- [Instructions for the task]
Repeat exactly the lines that run from the one containing "of the silhouetted" to the end of the data, and leave out all others.

- [Information]
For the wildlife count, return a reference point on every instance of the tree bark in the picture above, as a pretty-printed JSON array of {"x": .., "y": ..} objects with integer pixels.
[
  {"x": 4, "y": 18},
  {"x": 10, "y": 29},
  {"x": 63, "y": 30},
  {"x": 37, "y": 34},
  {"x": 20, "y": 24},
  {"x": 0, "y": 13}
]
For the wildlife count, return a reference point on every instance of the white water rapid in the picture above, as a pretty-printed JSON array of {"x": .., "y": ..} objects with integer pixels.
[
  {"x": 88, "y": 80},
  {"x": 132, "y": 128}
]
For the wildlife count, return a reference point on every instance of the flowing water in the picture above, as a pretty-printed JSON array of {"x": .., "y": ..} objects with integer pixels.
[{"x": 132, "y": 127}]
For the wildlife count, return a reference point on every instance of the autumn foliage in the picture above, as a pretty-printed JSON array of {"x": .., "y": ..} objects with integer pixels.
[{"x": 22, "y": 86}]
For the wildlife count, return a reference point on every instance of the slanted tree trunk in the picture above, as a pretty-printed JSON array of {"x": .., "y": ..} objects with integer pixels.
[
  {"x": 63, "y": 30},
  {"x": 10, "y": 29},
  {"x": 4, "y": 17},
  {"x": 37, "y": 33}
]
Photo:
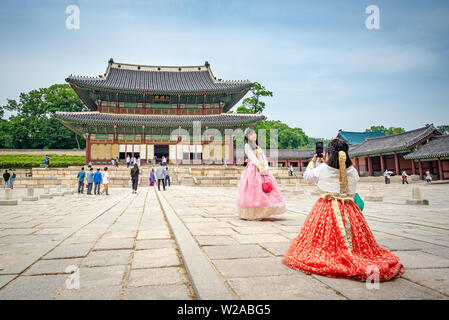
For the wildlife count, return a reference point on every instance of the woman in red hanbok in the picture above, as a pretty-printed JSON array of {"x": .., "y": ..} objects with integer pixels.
[
  {"x": 335, "y": 239},
  {"x": 252, "y": 201}
]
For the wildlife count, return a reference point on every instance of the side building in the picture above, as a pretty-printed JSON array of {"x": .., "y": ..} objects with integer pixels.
[{"x": 390, "y": 152}]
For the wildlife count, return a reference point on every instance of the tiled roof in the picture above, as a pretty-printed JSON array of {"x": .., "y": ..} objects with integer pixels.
[
  {"x": 352, "y": 138},
  {"x": 300, "y": 154},
  {"x": 132, "y": 119},
  {"x": 391, "y": 143},
  {"x": 437, "y": 147},
  {"x": 159, "y": 79}
]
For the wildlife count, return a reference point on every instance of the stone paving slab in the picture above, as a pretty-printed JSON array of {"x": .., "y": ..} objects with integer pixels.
[
  {"x": 156, "y": 277},
  {"x": 283, "y": 287},
  {"x": 32, "y": 287},
  {"x": 171, "y": 292},
  {"x": 58, "y": 266},
  {"x": 419, "y": 236},
  {"x": 235, "y": 251}
]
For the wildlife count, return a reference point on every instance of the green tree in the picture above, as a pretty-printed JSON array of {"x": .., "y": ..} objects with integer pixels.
[
  {"x": 254, "y": 104},
  {"x": 388, "y": 131},
  {"x": 32, "y": 127}
]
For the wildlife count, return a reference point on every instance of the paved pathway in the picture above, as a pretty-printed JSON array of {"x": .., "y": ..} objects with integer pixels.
[
  {"x": 247, "y": 254},
  {"x": 122, "y": 247}
]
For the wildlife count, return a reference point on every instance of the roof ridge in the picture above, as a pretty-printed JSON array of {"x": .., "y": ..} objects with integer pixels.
[{"x": 401, "y": 133}]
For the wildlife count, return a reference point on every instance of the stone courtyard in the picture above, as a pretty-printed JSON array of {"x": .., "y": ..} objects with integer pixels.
[{"x": 188, "y": 243}]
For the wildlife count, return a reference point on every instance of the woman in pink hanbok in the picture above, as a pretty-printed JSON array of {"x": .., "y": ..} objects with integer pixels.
[{"x": 252, "y": 201}]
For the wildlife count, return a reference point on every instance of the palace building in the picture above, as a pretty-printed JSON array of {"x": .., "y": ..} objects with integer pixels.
[{"x": 155, "y": 111}]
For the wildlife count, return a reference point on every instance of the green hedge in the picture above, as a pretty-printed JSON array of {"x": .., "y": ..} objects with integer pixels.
[{"x": 22, "y": 161}]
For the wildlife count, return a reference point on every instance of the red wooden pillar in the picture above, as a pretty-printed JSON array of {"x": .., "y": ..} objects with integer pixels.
[
  {"x": 396, "y": 163},
  {"x": 440, "y": 169},
  {"x": 87, "y": 150},
  {"x": 370, "y": 167},
  {"x": 357, "y": 165},
  {"x": 421, "y": 176},
  {"x": 382, "y": 164}
]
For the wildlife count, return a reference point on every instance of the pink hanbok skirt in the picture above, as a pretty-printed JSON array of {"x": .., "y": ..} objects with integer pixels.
[{"x": 252, "y": 201}]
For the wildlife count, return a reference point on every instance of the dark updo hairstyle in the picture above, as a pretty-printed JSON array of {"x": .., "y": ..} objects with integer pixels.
[{"x": 332, "y": 149}]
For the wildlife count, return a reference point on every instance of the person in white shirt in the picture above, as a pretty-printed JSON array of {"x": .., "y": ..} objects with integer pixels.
[
  {"x": 105, "y": 181},
  {"x": 335, "y": 239}
]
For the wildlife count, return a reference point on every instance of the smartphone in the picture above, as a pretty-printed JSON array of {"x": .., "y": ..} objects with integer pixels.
[{"x": 319, "y": 149}]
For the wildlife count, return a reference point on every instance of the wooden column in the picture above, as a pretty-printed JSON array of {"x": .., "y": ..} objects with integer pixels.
[
  {"x": 357, "y": 165},
  {"x": 421, "y": 176},
  {"x": 370, "y": 167},
  {"x": 396, "y": 164},
  {"x": 382, "y": 164},
  {"x": 440, "y": 169}
]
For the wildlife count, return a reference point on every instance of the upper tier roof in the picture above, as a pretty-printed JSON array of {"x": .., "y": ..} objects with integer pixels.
[
  {"x": 159, "y": 79},
  {"x": 352, "y": 138},
  {"x": 95, "y": 117},
  {"x": 392, "y": 143}
]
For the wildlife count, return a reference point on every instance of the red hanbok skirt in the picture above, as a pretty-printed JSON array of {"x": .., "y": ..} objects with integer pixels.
[{"x": 321, "y": 248}]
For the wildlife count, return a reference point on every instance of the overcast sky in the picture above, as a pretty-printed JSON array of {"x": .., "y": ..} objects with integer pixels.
[{"x": 327, "y": 71}]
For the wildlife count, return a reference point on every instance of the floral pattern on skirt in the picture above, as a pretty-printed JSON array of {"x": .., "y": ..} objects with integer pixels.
[
  {"x": 320, "y": 247},
  {"x": 252, "y": 201}
]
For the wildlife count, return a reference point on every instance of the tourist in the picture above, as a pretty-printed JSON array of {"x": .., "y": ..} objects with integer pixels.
[
  {"x": 81, "y": 176},
  {"x": 167, "y": 177},
  {"x": 258, "y": 194},
  {"x": 135, "y": 177},
  {"x": 428, "y": 177},
  {"x": 404, "y": 177},
  {"x": 11, "y": 179},
  {"x": 335, "y": 239},
  {"x": 152, "y": 178},
  {"x": 160, "y": 175},
  {"x": 46, "y": 161},
  {"x": 90, "y": 180},
  {"x": 98, "y": 178},
  {"x": 290, "y": 170},
  {"x": 6, "y": 177},
  {"x": 105, "y": 181},
  {"x": 387, "y": 176}
]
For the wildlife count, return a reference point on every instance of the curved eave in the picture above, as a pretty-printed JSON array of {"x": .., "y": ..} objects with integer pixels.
[
  {"x": 120, "y": 122},
  {"x": 236, "y": 89}
]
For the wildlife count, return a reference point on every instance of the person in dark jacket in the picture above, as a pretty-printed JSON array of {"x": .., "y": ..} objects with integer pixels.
[
  {"x": 6, "y": 177},
  {"x": 167, "y": 177},
  {"x": 135, "y": 177},
  {"x": 97, "y": 181}
]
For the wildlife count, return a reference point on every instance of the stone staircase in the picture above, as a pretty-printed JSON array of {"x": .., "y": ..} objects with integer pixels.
[
  {"x": 229, "y": 176},
  {"x": 194, "y": 175}
]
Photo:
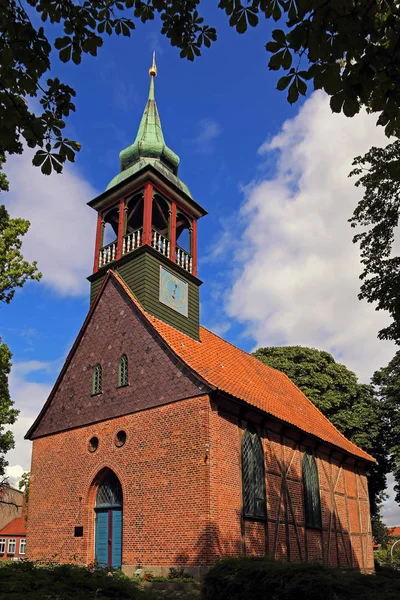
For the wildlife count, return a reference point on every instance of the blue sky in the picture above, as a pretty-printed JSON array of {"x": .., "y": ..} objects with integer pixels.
[{"x": 275, "y": 250}]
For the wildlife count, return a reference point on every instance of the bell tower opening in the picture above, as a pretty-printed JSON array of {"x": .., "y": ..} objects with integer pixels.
[{"x": 147, "y": 227}]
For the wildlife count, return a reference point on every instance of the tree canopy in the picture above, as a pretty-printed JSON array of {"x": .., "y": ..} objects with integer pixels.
[
  {"x": 8, "y": 414},
  {"x": 351, "y": 50},
  {"x": 352, "y": 407},
  {"x": 377, "y": 217},
  {"x": 387, "y": 383}
]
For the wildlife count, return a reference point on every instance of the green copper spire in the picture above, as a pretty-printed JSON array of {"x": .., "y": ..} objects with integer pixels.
[
  {"x": 149, "y": 142},
  {"x": 149, "y": 147}
]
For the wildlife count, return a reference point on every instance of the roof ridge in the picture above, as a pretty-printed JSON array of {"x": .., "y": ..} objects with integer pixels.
[{"x": 325, "y": 417}]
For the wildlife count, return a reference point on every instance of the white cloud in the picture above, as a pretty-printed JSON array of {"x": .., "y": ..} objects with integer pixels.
[
  {"x": 209, "y": 131},
  {"x": 29, "y": 396},
  {"x": 298, "y": 279},
  {"x": 296, "y": 275},
  {"x": 62, "y": 232}
]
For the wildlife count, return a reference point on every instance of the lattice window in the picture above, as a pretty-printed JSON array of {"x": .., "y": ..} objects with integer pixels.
[
  {"x": 109, "y": 492},
  {"x": 312, "y": 499},
  {"x": 123, "y": 378},
  {"x": 253, "y": 475},
  {"x": 97, "y": 382}
]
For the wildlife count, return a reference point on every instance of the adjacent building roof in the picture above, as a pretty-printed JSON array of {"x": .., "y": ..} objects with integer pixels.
[
  {"x": 241, "y": 375},
  {"x": 16, "y": 527}
]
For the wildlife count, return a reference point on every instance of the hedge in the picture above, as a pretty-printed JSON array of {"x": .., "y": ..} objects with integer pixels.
[{"x": 266, "y": 579}]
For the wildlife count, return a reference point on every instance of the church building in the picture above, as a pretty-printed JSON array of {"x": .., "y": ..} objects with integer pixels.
[{"x": 162, "y": 445}]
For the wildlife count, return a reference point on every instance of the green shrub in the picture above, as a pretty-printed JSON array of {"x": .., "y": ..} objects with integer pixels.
[
  {"x": 27, "y": 581},
  {"x": 265, "y": 579}
]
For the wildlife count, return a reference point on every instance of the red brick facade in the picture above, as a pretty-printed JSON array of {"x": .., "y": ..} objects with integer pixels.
[
  {"x": 13, "y": 540},
  {"x": 180, "y": 468}
]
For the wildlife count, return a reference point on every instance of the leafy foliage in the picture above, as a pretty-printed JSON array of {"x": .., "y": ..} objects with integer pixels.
[
  {"x": 8, "y": 414},
  {"x": 351, "y": 50},
  {"x": 351, "y": 406},
  {"x": 387, "y": 382},
  {"x": 254, "y": 578},
  {"x": 14, "y": 270},
  {"x": 377, "y": 216}
]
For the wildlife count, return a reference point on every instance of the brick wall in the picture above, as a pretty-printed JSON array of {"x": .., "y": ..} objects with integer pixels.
[
  {"x": 162, "y": 470},
  {"x": 155, "y": 374},
  {"x": 345, "y": 539},
  {"x": 180, "y": 471}
]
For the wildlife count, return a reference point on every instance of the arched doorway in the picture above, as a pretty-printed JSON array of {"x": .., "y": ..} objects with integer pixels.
[{"x": 108, "y": 531}]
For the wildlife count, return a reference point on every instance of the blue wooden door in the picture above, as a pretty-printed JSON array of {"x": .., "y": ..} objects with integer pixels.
[
  {"x": 116, "y": 543},
  {"x": 108, "y": 547},
  {"x": 102, "y": 537}
]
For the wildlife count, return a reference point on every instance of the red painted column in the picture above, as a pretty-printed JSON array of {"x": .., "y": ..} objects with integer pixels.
[
  {"x": 98, "y": 242},
  {"x": 121, "y": 227},
  {"x": 173, "y": 233},
  {"x": 194, "y": 247},
  {"x": 147, "y": 210}
]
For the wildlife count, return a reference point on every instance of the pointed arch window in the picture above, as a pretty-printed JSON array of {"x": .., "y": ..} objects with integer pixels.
[
  {"x": 109, "y": 492},
  {"x": 123, "y": 374},
  {"x": 312, "y": 498},
  {"x": 253, "y": 475},
  {"x": 97, "y": 381}
]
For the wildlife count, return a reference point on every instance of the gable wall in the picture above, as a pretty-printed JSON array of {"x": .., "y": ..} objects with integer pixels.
[
  {"x": 162, "y": 470},
  {"x": 155, "y": 375},
  {"x": 346, "y": 537}
]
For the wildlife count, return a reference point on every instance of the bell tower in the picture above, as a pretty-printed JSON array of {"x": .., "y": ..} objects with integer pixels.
[{"x": 147, "y": 227}]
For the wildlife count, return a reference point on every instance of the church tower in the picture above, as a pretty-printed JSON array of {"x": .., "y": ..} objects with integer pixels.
[{"x": 147, "y": 227}]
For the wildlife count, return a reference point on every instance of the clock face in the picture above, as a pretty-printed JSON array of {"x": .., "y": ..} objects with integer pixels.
[{"x": 173, "y": 292}]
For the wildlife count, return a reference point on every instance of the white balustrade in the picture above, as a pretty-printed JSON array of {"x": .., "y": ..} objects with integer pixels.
[
  {"x": 183, "y": 259},
  {"x": 107, "y": 254},
  {"x": 160, "y": 243},
  {"x": 131, "y": 241}
]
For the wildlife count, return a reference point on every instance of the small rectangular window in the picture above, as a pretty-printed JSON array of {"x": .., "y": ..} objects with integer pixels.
[{"x": 78, "y": 532}]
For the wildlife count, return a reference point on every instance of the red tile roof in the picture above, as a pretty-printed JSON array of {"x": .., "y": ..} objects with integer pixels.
[
  {"x": 231, "y": 370},
  {"x": 16, "y": 527}
]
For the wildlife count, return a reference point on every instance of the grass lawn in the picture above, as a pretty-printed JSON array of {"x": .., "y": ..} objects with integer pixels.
[{"x": 26, "y": 581}]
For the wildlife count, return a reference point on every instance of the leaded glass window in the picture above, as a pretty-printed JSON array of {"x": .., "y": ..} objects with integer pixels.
[
  {"x": 97, "y": 383},
  {"x": 123, "y": 371},
  {"x": 312, "y": 499},
  {"x": 109, "y": 492},
  {"x": 253, "y": 475}
]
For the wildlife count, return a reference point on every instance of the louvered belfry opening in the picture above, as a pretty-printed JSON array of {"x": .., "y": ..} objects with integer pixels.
[
  {"x": 312, "y": 498},
  {"x": 253, "y": 473},
  {"x": 123, "y": 374}
]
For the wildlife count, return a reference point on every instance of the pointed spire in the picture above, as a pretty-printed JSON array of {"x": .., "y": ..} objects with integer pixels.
[{"x": 149, "y": 142}]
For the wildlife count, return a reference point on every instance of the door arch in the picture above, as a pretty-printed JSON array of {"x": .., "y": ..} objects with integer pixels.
[{"x": 108, "y": 522}]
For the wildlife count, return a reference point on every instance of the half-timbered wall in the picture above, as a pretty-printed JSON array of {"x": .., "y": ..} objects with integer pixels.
[{"x": 345, "y": 539}]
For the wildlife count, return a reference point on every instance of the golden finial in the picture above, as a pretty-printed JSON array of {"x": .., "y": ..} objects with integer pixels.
[{"x": 153, "y": 68}]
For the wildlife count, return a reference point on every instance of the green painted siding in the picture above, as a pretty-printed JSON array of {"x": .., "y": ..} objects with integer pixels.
[
  {"x": 94, "y": 288},
  {"x": 142, "y": 275}
]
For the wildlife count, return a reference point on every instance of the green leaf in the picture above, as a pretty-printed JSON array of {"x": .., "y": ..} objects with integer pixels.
[
  {"x": 293, "y": 93},
  {"x": 65, "y": 54},
  {"x": 284, "y": 82}
]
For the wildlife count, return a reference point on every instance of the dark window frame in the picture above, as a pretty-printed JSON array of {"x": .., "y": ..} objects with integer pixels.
[
  {"x": 311, "y": 492},
  {"x": 97, "y": 380},
  {"x": 123, "y": 371},
  {"x": 253, "y": 476}
]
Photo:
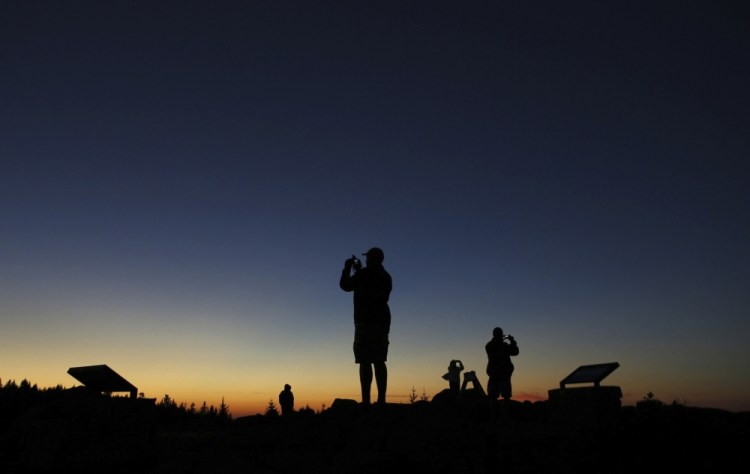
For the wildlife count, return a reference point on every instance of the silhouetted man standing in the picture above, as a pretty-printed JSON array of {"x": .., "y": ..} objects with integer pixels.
[
  {"x": 286, "y": 400},
  {"x": 372, "y": 318},
  {"x": 499, "y": 366}
]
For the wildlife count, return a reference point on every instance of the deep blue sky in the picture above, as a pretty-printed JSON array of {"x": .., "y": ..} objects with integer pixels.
[{"x": 182, "y": 181}]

- [Task answer]
For the wildlife count, return a reference point on every instance of the silhouetted man standing in the picture above, as a pretty-printed JSON array of {"x": .., "y": ..} objects with integer pixels.
[
  {"x": 286, "y": 400},
  {"x": 372, "y": 318},
  {"x": 499, "y": 366}
]
For the wildlife count, return a reference point on every instance of the deep blue sky in the picture above, as a pretty-printed JSON array of {"x": .., "y": ..} objects with integer pixels.
[{"x": 182, "y": 181}]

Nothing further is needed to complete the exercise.